_CHALLENGE A_
Answer these questions from the interview below:
(i) Which did the writer start with, poetry or prose?
(ii) Which magazine accepted the writer's first published short story?
(iii) Where did the writer's family move after the marriage?
** START EXTRACTED TEXT **
I’ve always loved Belfast. It’s my home city. But there’s no doubt that for a time, at the height of the troubles, it was no longer a good place to be. I remember incidents like being caught in the evacuation of a city centre area where a bomb had been left, seeing the clouds of smoke and hearing the noise of the explosion so close at hand. There were regular searches and checkpoints which were constant reminders of the risk of being there. There were tragic events, too, such as serious injuries to more than one of my friends. When I married, we moved out of the city, and I’ve always been glad that my children were able to grow up in a relatively safe environment.


When did you discover that writing was something you loved to do?


Do you know, I can’t even remember? Since I first learned to read, I’ve tried to write as well. It just seems to have been a basic instinct, to try to do something which gave me such pleasure when others did it.


What came first, poetry or prose?


Prose came first. I didn’t attempt to write poetry until I was in my teens, and then it was a very private process. But I wrote stories from early childhood, and made up plays for my friends and myself to act out as a regular game. At that time, I was happy to share what I’d written. Later I became very secretive about my prose writing, too, and would only show my stories to my close family.


Do you have a preference between them?


They fulfill different creative needs. My poems come mainly from a desire to create beauty by putting words together. My stories exist because I have the urge to create characters and to write about their lives. But having said that, the distinction isn’t always so clear cut. Some of my poems are about people; and I certainly want to use words to create effects in my prose as well as in my poetry.


You are married with grown children. Has this enabled you more time to dedicate to your writing, or were you able to write throughout raising the family with their support?


My family have always been very supportive, and having young children never stopped me from writing. In fact I had a useful built-in audience. The main difficulty was when I had a demanding full-time job after the children started school. It’s since I’ve been able to give it up my job and concentrate on my writing that I’ve been able to put in enough time to see some success.


What was your first published work?


My first published work, apart from a poem in a local paper and a number of articles in different magazines, was a short story which was accepted by the Irish weekly magazine Ireland’s Own. It was the first of my Tales of Old Seamus, about a lovable old rogue who isn’t too law abiding, but will do anything to help his friends. The magazine has been happy to publish these stories on a regular basis, and although they are much lighter than my other short stories, I always enjoy writing one, and have a specials affection for them.
** END EXTRACTED TEXT **
_CHALLENGE B_
Return each line of the listing below that contains the string "front". Case counts.
** START DATASET EXTRACT **
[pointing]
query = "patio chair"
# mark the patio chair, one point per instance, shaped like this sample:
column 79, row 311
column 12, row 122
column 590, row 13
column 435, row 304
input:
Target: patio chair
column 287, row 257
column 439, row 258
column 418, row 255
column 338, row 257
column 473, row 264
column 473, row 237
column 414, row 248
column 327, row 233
** END DATASET EXTRACT **
** START DATASET EXTRACT **
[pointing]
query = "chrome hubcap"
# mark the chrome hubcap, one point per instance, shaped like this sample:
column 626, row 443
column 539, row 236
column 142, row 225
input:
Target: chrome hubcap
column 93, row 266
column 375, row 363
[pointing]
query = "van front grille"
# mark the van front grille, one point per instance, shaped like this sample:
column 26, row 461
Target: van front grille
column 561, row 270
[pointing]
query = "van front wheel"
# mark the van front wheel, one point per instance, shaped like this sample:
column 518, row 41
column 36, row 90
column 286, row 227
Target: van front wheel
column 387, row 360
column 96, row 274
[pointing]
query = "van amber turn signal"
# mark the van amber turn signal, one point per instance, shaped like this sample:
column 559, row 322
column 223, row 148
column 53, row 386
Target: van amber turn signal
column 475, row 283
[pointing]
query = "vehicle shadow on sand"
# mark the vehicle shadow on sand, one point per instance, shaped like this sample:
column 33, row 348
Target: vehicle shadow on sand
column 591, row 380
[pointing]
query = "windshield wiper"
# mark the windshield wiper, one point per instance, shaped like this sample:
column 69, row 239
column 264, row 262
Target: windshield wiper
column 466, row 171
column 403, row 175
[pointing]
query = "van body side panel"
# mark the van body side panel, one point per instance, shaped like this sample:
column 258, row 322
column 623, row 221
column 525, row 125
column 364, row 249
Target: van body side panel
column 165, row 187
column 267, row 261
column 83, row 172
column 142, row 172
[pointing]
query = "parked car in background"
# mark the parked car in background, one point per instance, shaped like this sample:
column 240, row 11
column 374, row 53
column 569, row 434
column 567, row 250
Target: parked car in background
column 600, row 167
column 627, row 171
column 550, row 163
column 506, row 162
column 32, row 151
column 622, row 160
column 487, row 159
** END DATASET EXTRACT **
_FINISHED ANSWER A_
(i) Prose
(ii) Ireland's Own
(iii) Out of the city

_FINISHED ANSWER B_
query = "van front grille"
# mark the van front grille, one point per instance, shaped like this sample:
Target: van front grille
query = "van front wheel"
# mark the van front wheel, one point per instance, shaped like this sample:
Target: van front wheel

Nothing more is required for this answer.